» **TASK REQUIREMENTS**:
1/ In the text on the bus 4 voltage disturbance tests, at what rate did the bus 4 voltage rise again after it fell off?
2/ Carry on the write-up of the bus 4 voltage disturbance tests, starting after its last sentence.

» **TEXT BLOCK**:
The next part of the experimental verification involved a case in which the voltage on bus 4 suddenly fell off and it began to rise after a certain time with a dynamic of 120 volts per s. The voltage profile for this case is shown in Figure 6a.
Figure 6b shows the waveform of the disturbed supply voltage and the correction factor k, which, according to the assumption, is reset at the same time as the voltage on bus 4. The supply voltage return process has the same dynamic as in the case presented in Figure 5. Therefore, no differences are visible in this case. Observation in Figure 6c of the AC bus current and voltage in the default case confirms the same nature of the dynamic response. This is related to the transient processes resulting from running the system in a non-zero energy state. Figure 6d shows the current and voltage of bus 2 for the proposed system. As can be easily observed, the current is quickly reset to zero as a result of the response to the disturbance shown in Figure 6a. This is due to the rapid voltage drop and the shutdown of the control board. An increase in voltage with a dynamic rate of 120 volts per s causes the system to start up softly and return to stable operation.
The next variant of the tests performed involved the occurrence of a zero-tolerance error on bus 4 that feeds the control board circuit. The short-time pulse that shuts down the electronic system had the profile shown in Figure 7a and was recorded on bus 4 as the voltage vz shown in Figure 7b. Due to the voltage step change, both the scaling factor and the control board power supply indicator repeated the shape of the disturbance. As a result of the instant return of the supply voltage, the proposed system returned to its original reference values within a single operation tact. The current injected into bus 2 showed essentially no instantaneous overregulation, as shown in Figure 7d. For the standard system, the current waveform is shown in Figure 7c. However, the observed disturbances are negligibly small without and for the proposed system. Observing the system’s responses to a rapid transient voltage drop, one should conclude that the proposed system is not able to eliminate the effects of disturbance in the current in such cases. The effects of the disturbance are not repeatable, which is associated with the unpredictable energy state of the system.

» **PROVIDED DATA**:
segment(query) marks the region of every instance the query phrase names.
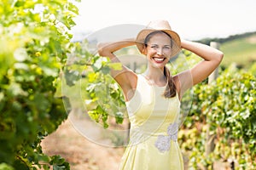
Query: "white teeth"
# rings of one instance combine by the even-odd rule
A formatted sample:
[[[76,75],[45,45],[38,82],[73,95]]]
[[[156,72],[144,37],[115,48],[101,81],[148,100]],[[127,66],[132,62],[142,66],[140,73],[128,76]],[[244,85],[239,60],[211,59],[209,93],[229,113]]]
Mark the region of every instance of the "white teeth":
[[[156,61],[163,61],[165,58],[154,58],[154,60]]]

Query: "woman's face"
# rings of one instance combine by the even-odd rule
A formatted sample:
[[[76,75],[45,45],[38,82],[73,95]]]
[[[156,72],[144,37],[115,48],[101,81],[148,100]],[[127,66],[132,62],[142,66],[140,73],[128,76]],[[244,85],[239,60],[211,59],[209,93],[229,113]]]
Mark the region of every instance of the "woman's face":
[[[172,54],[171,38],[165,33],[157,33],[149,39],[145,48],[147,58],[154,67],[163,68]]]

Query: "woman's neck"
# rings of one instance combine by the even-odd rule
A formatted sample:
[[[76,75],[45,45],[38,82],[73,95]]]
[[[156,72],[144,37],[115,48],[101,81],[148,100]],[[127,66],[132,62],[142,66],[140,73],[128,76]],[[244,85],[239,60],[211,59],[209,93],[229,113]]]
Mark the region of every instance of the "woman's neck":
[[[153,84],[162,86],[166,84],[164,71],[159,68],[148,68],[143,74]]]

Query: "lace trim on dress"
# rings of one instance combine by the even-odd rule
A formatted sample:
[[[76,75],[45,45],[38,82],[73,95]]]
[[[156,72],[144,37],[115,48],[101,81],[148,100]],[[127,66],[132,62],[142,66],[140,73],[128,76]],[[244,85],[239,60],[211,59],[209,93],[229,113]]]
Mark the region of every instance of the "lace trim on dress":
[[[167,128],[167,136],[159,135],[154,146],[160,151],[165,152],[170,150],[171,140],[177,139],[178,125],[177,122],[171,123]]]

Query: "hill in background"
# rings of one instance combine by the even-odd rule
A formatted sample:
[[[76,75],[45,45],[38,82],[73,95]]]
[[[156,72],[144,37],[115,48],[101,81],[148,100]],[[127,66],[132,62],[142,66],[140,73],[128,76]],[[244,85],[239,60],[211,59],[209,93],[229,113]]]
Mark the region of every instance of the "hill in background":
[[[222,62],[224,66],[236,63],[240,67],[249,67],[256,62],[256,31],[226,38],[204,38],[197,42],[205,44],[210,44],[210,42],[219,42],[220,50],[224,54]]]

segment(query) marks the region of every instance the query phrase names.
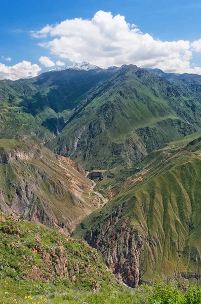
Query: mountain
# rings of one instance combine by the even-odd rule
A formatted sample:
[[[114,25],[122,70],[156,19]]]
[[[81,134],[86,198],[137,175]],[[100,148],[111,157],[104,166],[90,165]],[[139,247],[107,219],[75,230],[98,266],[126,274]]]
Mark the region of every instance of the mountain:
[[[110,189],[114,198],[73,233],[133,287],[158,276],[199,282],[200,135],[139,161],[137,173]]]
[[[54,69],[51,70],[51,71],[54,71],[56,72],[59,71],[63,71],[66,69],[73,69],[76,70],[83,70],[85,71],[90,71],[93,69],[97,69],[101,68],[97,65],[94,64],[91,64],[88,62],[83,61],[81,63],[73,63],[73,64],[69,64],[66,65],[66,66],[62,67],[57,67]]]
[[[70,232],[100,208],[81,166],[41,144],[0,140],[0,210]]]
[[[165,73],[159,69],[146,68],[151,73],[166,78],[174,85],[181,93],[187,98],[195,99],[199,102],[201,98],[201,75],[196,74],[175,74]]]
[[[0,138],[54,138],[88,91],[111,72],[64,69],[29,79],[0,81]]]
[[[200,77],[152,71],[0,81],[1,211],[85,239],[132,287],[200,275]]]
[[[105,170],[132,164],[199,129],[198,100],[136,66],[112,70],[77,105],[61,133],[48,142],[49,148],[87,170]]]
[[[39,295],[37,303],[44,303],[51,292],[52,298],[78,288],[85,295],[123,289],[96,250],[58,229],[0,214],[0,239],[2,303],[11,302],[13,295],[13,302],[19,297],[19,302],[32,303],[33,294]]]

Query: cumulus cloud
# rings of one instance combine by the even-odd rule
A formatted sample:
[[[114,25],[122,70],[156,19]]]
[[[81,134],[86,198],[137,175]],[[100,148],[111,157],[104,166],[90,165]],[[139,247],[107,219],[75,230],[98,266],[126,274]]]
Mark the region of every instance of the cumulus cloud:
[[[48,38],[48,42],[39,45],[71,61],[102,66],[133,63],[166,72],[201,74],[200,67],[191,67],[193,44],[154,39],[119,14],[113,16],[110,12],[99,11],[91,20],[67,19],[32,31],[30,34]]]
[[[194,52],[201,53],[201,39],[194,41],[191,44],[191,47]]]
[[[10,66],[0,63],[0,79],[16,80],[29,76],[36,76],[41,69],[37,64],[31,64],[29,61],[25,60]]]
[[[56,62],[56,65],[65,65],[65,62],[58,60]]]
[[[50,60],[50,57],[47,57],[46,56],[42,56],[38,59],[39,61],[46,66],[47,67],[49,67],[50,66],[54,66],[55,65],[55,63],[52,61]]]

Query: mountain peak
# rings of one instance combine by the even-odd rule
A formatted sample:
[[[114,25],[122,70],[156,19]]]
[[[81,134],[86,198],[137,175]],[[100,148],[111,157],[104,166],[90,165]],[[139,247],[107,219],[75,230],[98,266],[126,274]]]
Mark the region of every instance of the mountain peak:
[[[98,69],[99,68],[101,68],[95,65],[95,64],[91,64],[91,63],[89,63],[88,62],[83,61],[82,62],[78,63],[72,63],[72,64],[68,64],[68,65],[66,65],[66,66],[62,67],[57,67],[56,68],[48,71],[63,71],[66,69],[73,69],[76,70],[84,70],[85,71],[89,71],[93,69]]]

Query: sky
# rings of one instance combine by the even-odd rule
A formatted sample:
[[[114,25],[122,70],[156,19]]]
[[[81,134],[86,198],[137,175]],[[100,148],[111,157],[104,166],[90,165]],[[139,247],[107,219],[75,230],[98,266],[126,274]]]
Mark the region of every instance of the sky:
[[[0,79],[72,62],[201,74],[200,0],[7,0]]]

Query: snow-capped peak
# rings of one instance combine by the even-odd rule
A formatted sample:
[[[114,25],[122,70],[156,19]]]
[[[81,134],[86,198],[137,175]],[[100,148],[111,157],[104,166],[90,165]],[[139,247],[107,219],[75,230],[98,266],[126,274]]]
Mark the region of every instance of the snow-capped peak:
[[[97,65],[95,65],[94,64],[91,64],[88,62],[83,61],[83,62],[81,62],[81,63],[73,63],[72,64],[66,65],[66,66],[63,66],[62,67],[57,67],[57,68],[55,68],[49,71],[63,71],[66,69],[73,69],[77,70],[84,70],[85,71],[90,71],[92,69],[97,69],[98,68],[100,68]]]

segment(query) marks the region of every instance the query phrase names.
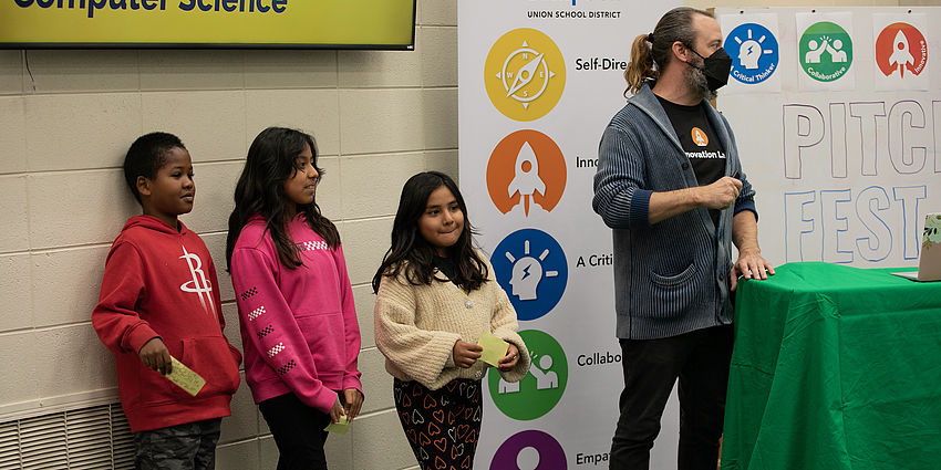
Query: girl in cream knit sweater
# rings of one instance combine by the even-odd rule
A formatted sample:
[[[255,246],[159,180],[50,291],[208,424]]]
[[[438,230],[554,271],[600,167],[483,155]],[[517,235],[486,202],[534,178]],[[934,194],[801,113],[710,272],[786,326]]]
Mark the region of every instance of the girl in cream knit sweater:
[[[497,366],[504,380],[529,370],[516,312],[472,247],[466,211],[447,175],[410,178],[372,282],[375,344],[395,377],[399,419],[422,469],[473,467],[487,372],[476,344],[483,332],[509,343]]]

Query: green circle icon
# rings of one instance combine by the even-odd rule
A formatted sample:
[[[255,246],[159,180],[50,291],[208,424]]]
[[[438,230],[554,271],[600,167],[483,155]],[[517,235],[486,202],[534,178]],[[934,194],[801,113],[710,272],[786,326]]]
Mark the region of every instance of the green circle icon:
[[[852,65],[852,39],[845,29],[830,21],[807,28],[800,36],[798,50],[804,72],[819,82],[833,82],[844,76]]]
[[[494,404],[504,415],[528,421],[551,411],[562,398],[569,378],[569,363],[562,346],[547,333],[527,330],[519,335],[529,349],[529,373],[523,380],[513,384],[504,382],[499,373],[490,369],[487,385]]]

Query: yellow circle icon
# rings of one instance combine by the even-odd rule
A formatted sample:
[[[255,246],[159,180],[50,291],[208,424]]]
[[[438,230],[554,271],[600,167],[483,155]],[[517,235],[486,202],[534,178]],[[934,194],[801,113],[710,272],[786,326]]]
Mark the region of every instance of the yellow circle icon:
[[[541,31],[519,28],[494,43],[484,63],[494,107],[515,121],[538,119],[556,107],[566,87],[566,62]]]

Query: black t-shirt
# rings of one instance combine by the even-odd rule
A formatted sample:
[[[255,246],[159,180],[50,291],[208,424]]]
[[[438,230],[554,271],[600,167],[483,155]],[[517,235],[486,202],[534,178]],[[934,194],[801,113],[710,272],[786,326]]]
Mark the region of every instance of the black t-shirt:
[[[670,124],[680,138],[680,145],[693,166],[693,174],[700,186],[712,185],[725,176],[725,150],[718,142],[718,136],[709,122],[706,109],[701,103],[684,106],[656,97],[670,117]],[[718,210],[710,210],[713,223],[718,222]]]

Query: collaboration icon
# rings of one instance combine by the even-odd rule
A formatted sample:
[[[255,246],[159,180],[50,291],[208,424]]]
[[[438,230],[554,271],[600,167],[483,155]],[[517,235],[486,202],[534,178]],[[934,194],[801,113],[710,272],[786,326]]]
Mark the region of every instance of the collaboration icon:
[[[928,41],[918,28],[892,23],[876,39],[876,64],[886,76],[913,77],[928,65]]]
[[[852,39],[839,24],[820,21],[800,36],[800,66],[814,80],[833,82],[852,65]]]
[[[487,191],[503,213],[550,212],[566,189],[559,146],[537,130],[517,130],[500,140],[487,164]]]
[[[509,31],[487,54],[484,84],[490,102],[505,116],[514,121],[538,119],[552,111],[562,96],[562,53],[541,31]]]
[[[549,313],[566,291],[566,254],[541,230],[523,229],[507,236],[494,249],[490,264],[519,320],[536,320]]]
[[[529,348],[529,373],[509,383],[499,373],[487,373],[487,389],[494,405],[504,415],[520,421],[545,416],[561,400],[569,376],[562,346],[548,333],[538,330],[519,332]]]
[[[566,452],[559,441],[535,429],[513,435],[497,449],[490,462],[490,470],[566,469]]]
[[[762,83],[778,67],[777,39],[758,23],[743,23],[725,39],[728,55],[733,58],[731,75],[746,85]]]

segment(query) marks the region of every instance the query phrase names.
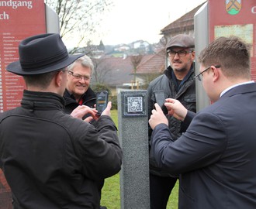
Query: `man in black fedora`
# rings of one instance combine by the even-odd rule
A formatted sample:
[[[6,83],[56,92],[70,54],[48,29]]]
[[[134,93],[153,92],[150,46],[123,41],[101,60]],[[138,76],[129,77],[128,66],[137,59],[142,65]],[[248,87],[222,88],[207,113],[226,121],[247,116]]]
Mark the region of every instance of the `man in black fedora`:
[[[21,106],[0,116],[0,167],[9,184],[13,208],[99,208],[95,182],[117,173],[122,163],[111,102],[99,118],[85,107],[64,113],[69,55],[58,34],[22,40],[19,60],[7,70],[26,84]],[[88,122],[96,120],[95,126]]]

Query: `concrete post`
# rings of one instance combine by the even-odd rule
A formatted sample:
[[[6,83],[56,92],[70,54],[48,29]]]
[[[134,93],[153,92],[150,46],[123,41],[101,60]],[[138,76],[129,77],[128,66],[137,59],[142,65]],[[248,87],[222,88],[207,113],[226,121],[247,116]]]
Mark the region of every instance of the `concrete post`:
[[[150,208],[147,91],[118,94],[121,209]]]

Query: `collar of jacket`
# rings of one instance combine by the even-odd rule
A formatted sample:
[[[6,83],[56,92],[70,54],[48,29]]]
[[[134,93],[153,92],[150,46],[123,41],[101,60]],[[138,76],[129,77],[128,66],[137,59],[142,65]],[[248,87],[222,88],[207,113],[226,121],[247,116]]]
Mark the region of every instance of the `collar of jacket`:
[[[175,79],[175,77],[173,77],[172,72],[173,72],[173,69],[171,68],[171,66],[168,66],[168,68],[164,71],[164,74],[167,76],[167,77],[169,80]],[[189,78],[191,77],[191,75],[194,76],[194,74],[195,74],[195,62],[192,63],[189,73],[186,74],[186,76],[183,78],[182,81],[185,81],[189,80]]]
[[[63,110],[64,100],[55,93],[24,90],[21,105],[30,111]]]

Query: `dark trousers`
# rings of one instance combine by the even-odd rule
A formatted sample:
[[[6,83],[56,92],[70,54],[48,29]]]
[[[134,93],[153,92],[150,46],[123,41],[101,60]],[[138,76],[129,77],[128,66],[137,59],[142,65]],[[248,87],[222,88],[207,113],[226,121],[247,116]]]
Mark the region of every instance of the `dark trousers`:
[[[177,178],[150,174],[150,209],[166,209]]]

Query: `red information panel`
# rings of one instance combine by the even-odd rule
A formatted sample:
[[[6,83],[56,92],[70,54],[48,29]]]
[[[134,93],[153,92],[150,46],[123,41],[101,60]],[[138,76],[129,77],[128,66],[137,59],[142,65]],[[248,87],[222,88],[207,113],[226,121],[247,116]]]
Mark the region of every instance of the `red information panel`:
[[[209,0],[209,40],[239,36],[251,47],[251,77],[256,81],[256,1]]]
[[[20,105],[25,84],[22,78],[5,70],[19,60],[19,42],[46,33],[43,0],[0,1],[0,112]],[[0,170],[0,208],[12,208],[12,195]]]

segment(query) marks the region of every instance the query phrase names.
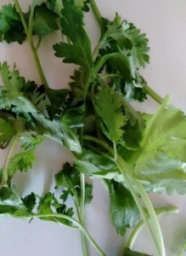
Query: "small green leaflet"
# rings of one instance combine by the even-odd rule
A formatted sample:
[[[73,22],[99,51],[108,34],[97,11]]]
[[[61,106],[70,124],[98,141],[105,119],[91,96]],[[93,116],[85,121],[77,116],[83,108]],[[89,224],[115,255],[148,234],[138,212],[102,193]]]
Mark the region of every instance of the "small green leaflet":
[[[37,137],[32,136],[21,137],[21,150],[13,156],[8,162],[8,172],[9,177],[12,177],[17,171],[26,172],[32,167],[32,163],[35,161],[35,150],[43,141],[44,137],[42,136]]]
[[[56,19],[58,15],[48,9],[46,3],[34,9],[33,31],[38,36],[45,36],[59,29]]]
[[[60,213],[72,217],[74,213],[72,208],[67,208],[65,205],[59,203],[55,198],[54,195],[50,192],[47,193],[40,198],[37,211],[40,214],[46,214],[46,217],[41,217],[41,219],[59,222],[62,224],[69,226],[72,225],[70,221],[64,219],[63,218],[47,216],[50,213]]]
[[[14,216],[17,211],[26,212],[20,195],[14,186],[0,188],[0,217]]]
[[[114,143],[122,140],[127,117],[121,110],[121,98],[111,88],[103,88],[99,93],[95,109],[100,118],[100,127]]]
[[[0,9],[0,42],[18,42],[25,38],[23,25],[14,5],[3,5]]]
[[[121,183],[109,183],[110,214],[117,233],[126,234],[127,229],[132,228],[140,219],[140,213],[129,190]]]
[[[15,134],[12,122],[0,118],[0,148],[3,148]]]
[[[55,175],[56,189],[62,188],[61,199],[65,201],[69,195],[74,197],[75,201],[80,201],[81,184],[80,172],[76,166],[71,166],[69,163],[63,166],[62,171]],[[92,185],[85,184],[85,203],[90,203],[93,198]]]
[[[55,55],[64,58],[64,62],[80,65],[84,72],[88,71],[93,59],[90,40],[84,29],[83,13],[75,6],[74,1],[63,0],[63,5],[61,26],[70,43],[54,44]]]

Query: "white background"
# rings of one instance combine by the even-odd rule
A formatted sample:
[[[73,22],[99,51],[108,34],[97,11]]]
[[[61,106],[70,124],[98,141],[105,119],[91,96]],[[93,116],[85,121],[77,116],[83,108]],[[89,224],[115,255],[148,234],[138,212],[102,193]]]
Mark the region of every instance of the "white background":
[[[20,1],[26,9],[30,1]],[[11,3],[1,0],[0,5]],[[185,0],[97,0],[104,16],[113,19],[115,13],[123,20],[133,22],[149,38],[150,64],[143,71],[149,84],[160,95],[172,96],[177,108],[186,111],[186,1]],[[87,30],[93,44],[99,37],[93,16],[88,15]],[[64,65],[54,58],[51,49],[53,42],[58,42],[57,34],[47,37],[39,55],[43,70],[52,87],[65,87],[73,67]],[[27,44],[19,45],[0,44],[0,61],[16,62],[21,74],[27,79],[39,81]],[[152,111],[156,107],[149,101],[143,107]],[[3,165],[6,152],[0,151],[0,164]],[[37,161],[33,172],[17,175],[14,183],[23,193],[34,190],[44,193],[53,188],[53,177],[59,171],[64,161],[70,159],[67,152],[57,144],[48,141],[37,152]],[[87,207],[88,230],[108,256],[121,255],[122,237],[116,234],[109,219],[109,200],[104,189],[94,183],[94,199]],[[178,214],[164,217],[161,220],[167,256],[176,256],[178,244],[186,237],[186,197],[173,195],[172,197],[150,195],[155,206],[175,204],[180,209]],[[153,247],[145,230],[140,233],[135,249],[145,250],[155,255]],[[56,224],[34,220],[26,221],[7,218],[0,222],[0,255],[7,256],[82,256],[78,231],[63,228]],[[90,255],[98,255],[90,247]]]

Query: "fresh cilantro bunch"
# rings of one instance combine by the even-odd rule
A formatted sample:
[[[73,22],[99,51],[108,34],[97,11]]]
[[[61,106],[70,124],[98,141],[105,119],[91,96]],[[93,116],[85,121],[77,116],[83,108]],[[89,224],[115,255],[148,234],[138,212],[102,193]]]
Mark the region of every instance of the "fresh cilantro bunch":
[[[84,19],[90,8],[100,26],[94,50]],[[50,88],[40,62],[41,42],[55,32],[62,34],[53,46],[55,56],[76,64],[70,89]],[[0,41],[25,40],[42,84],[26,81],[16,65],[0,64],[0,147],[8,146],[0,170],[0,213],[78,228],[83,255],[88,255],[86,240],[97,253],[105,255],[84,224],[85,205],[93,197],[88,179],[97,178],[109,193],[116,232],[124,236],[130,229],[123,255],[145,255],[132,251],[144,224],[156,255],[166,255],[157,217],[177,208],[155,209],[148,193],[186,193],[186,118],[169,97],[162,99],[149,88],[140,73],[149,61],[146,35],[118,14],[113,20],[102,17],[93,0],[35,0],[25,13],[14,0],[0,10]],[[131,104],[148,95],[160,103],[154,114]],[[48,191],[22,196],[13,177],[31,169],[35,150],[46,137],[67,148],[73,163],[65,163],[55,176],[59,195]],[[18,144],[20,152],[15,153]]]

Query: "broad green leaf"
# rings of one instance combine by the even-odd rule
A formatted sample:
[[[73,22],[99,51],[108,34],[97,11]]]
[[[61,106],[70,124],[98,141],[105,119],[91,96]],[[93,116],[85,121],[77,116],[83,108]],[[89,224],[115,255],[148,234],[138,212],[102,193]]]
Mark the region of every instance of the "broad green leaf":
[[[135,66],[130,56],[121,53],[114,53],[109,59],[110,65],[123,75],[126,81],[132,81],[135,79]]]
[[[110,214],[116,232],[124,236],[129,228],[135,227],[140,218],[138,209],[129,190],[121,183],[110,182]]]
[[[115,20],[108,25],[108,31],[104,39],[113,38],[124,53],[132,56],[135,63],[144,67],[149,63],[149,40],[132,23],[121,22],[120,15],[116,15]]]
[[[154,115],[145,118],[135,175],[149,190],[186,193],[185,115],[166,99]]]

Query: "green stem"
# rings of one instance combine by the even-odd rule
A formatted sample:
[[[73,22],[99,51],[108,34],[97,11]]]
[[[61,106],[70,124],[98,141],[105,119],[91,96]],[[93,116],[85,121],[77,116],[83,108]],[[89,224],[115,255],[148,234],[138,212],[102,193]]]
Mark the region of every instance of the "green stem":
[[[99,22],[99,25],[100,29],[101,29],[101,32],[103,33],[104,32],[104,24],[103,24],[102,16],[101,16],[101,14],[100,14],[99,10],[99,8],[98,8],[98,6],[97,6],[94,0],[89,0],[89,3],[91,4],[91,7],[92,7],[93,11],[94,13],[94,15],[96,17],[96,20]]]
[[[149,85],[145,84],[144,89],[146,92],[156,102],[161,104],[163,98],[161,98],[155,90],[153,90]]]
[[[178,207],[174,206],[169,206],[165,207],[160,207],[157,209],[155,209],[155,214],[157,217],[161,217],[166,214],[172,214],[172,213],[177,213],[178,212]],[[149,215],[147,214],[147,218],[149,218]],[[134,244],[134,241],[136,241],[137,236],[144,227],[144,223],[143,220],[140,220],[136,227],[132,230],[132,231],[130,234],[130,236],[128,238],[127,242],[125,245],[125,247],[132,249]]]
[[[156,240],[159,245],[159,251],[160,251],[160,256],[166,256],[165,252],[165,245],[162,236],[162,232],[160,227],[160,224],[157,218],[157,216],[155,212],[155,208],[152,206],[152,203],[149,200],[149,197],[148,196],[146,191],[144,190],[143,185],[135,178],[133,178],[133,182],[135,183],[136,188],[138,188],[144,201],[145,202],[145,205],[147,207],[149,217],[153,222],[154,230],[156,236]]]
[[[20,14],[21,22],[23,24],[23,26],[24,26],[24,29],[25,29],[25,35],[28,38],[29,45],[30,45],[30,48],[31,48],[31,50],[32,55],[33,55],[33,59],[34,59],[34,61],[35,61],[35,64],[36,64],[36,67],[37,67],[37,73],[38,73],[39,77],[41,79],[41,81],[47,88],[48,88],[48,84],[47,79],[45,78],[43,70],[42,68],[42,65],[41,65],[41,62],[40,62],[40,60],[39,60],[39,56],[37,55],[37,49],[34,46],[33,39],[32,39],[32,23],[33,23],[34,7],[32,6],[31,9],[31,14],[30,14],[30,17],[29,17],[29,27],[28,27],[25,18],[24,16],[23,12],[22,12],[21,7],[19,3],[19,1],[18,0],[14,0],[14,4],[16,6],[16,9],[17,9],[17,10]]]
[[[25,216],[14,216],[17,218],[48,218],[48,217],[54,217],[54,218],[64,218],[66,220],[69,220],[72,222],[76,227],[79,228],[79,230],[84,234],[84,236],[88,239],[88,241],[91,242],[91,244],[94,247],[94,248],[99,253],[99,255],[100,256],[106,256],[105,253],[103,252],[103,250],[99,247],[99,246],[95,242],[95,241],[93,239],[93,237],[90,236],[88,231],[80,224],[78,221],[76,221],[74,218],[60,214],[60,213],[47,213],[47,214],[42,214],[42,213],[36,213],[36,214],[29,214]]]
[[[114,155],[113,149],[110,148],[110,146],[105,143],[104,142],[100,141],[98,138],[89,137],[89,136],[84,136],[83,139],[89,140],[92,142],[94,142],[105,149],[107,149],[110,153]],[[160,228],[160,224],[157,219],[157,216],[155,214],[155,209],[152,206],[152,203],[146,194],[146,191],[144,190],[143,185],[136,180],[132,175],[130,173],[130,168],[128,165],[126,163],[126,161],[121,157],[119,154],[117,156],[117,160],[116,162],[116,165],[117,166],[121,174],[123,176],[125,182],[128,185],[131,194],[137,204],[137,207],[138,207],[138,210],[141,213],[141,216],[144,219],[144,224],[147,226],[147,229],[149,230],[149,236],[152,238],[152,241],[155,244],[155,247],[157,251],[158,255],[160,256],[165,256],[165,247],[162,238],[161,230]],[[129,176],[129,177],[128,177]],[[138,195],[137,191],[134,189],[133,185],[135,185],[135,188],[137,189],[137,191],[138,192],[138,195],[140,195],[141,198],[144,201],[144,203],[146,206],[148,214],[149,215],[149,218],[151,219],[152,227],[149,224],[149,219],[147,218],[147,213],[144,212],[144,207],[142,206],[142,203],[140,201],[140,199]]]
[[[118,161],[119,162],[121,161],[120,157],[119,157],[119,160]],[[133,184],[132,183],[131,177],[129,178],[128,176],[127,175],[126,172],[124,172],[124,170],[123,170],[123,160],[122,160],[122,163],[120,163],[119,165],[117,164],[117,166],[118,166],[118,169],[120,170],[121,173],[122,174],[125,182],[127,183],[127,184],[128,185],[128,187],[130,189],[130,192],[131,192],[131,194],[132,194],[132,195],[133,197],[133,200],[135,201],[136,205],[137,205],[137,207],[138,207],[138,210],[139,210],[139,212],[141,213],[143,221],[145,224],[145,225],[146,225],[146,227],[147,227],[147,229],[149,230],[149,236],[150,236],[150,237],[151,237],[151,239],[152,239],[152,241],[153,241],[153,242],[155,244],[155,247],[157,249],[157,251],[159,251],[158,250],[159,246],[158,246],[158,243],[157,243],[157,241],[156,241],[156,237],[155,237],[155,236],[154,234],[154,230],[153,230],[152,227],[149,224],[149,221],[148,218],[147,218],[146,212],[145,212],[145,211],[144,211],[144,207],[143,207],[143,206],[142,206],[142,204],[140,202],[140,199],[138,198],[137,192],[133,189]],[[128,170],[128,168],[127,170]],[[158,253],[158,255],[163,256],[163,255],[161,255],[159,253]]]
[[[81,205],[80,205],[80,214],[81,214],[81,223],[84,225],[85,219],[85,175],[83,173],[80,173],[80,181],[81,181]],[[82,235],[82,244],[83,255],[87,255],[87,247],[86,244],[85,236]]]
[[[8,153],[7,154],[6,157],[6,160],[5,160],[5,165],[4,165],[4,170],[3,170],[3,178],[2,178],[2,182],[1,182],[1,186],[7,186],[8,183],[8,163],[9,163],[9,160],[11,159],[13,153],[15,150],[15,148],[17,146],[18,141],[20,139],[20,134],[22,132],[23,130],[23,126],[24,126],[24,123],[22,122],[20,125],[20,128],[16,133],[16,135],[14,136],[11,144],[10,144],[10,148],[8,150]]]

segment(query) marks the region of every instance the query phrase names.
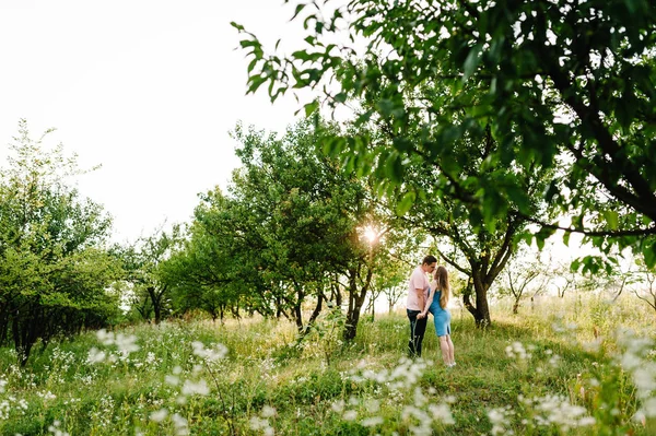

» **TASK ANSWERS**:
1/ 120 volts per second.

2/
The case of a very short pulse disturbing bus 4 was also verified, which was characterized by a rising and falling edge dynamic of 120 volts per s. The profile of such a pulse is shown in Figure 8a. In the generated supply voltage vz, shown in Figure 8b, it was possible to obtain a similar profile by decreasing the supply voltage with an assumed slope and, when reaching zero, increasing it with the same slope. This change in voltage on bus 4 resulted in a short-time shutdown of the power supply to the control board for voltages lower than the threshold voltage v0. As can be seen in Figure 8b, the correction factor k followed the voltage changes, correcting the reference values of the controllers when the supply voltage was lower than the safe operating voltage to shut off the converter when the FPGA was in a restart mode. This is confirmed by the current waveform shown in Figure 8d. In the case where the system did not have the proposed system implemented, the bus 2 current showed an overshoot. However, this overshoot was small, comparable to that observed for the short pulse shown in Figure 7.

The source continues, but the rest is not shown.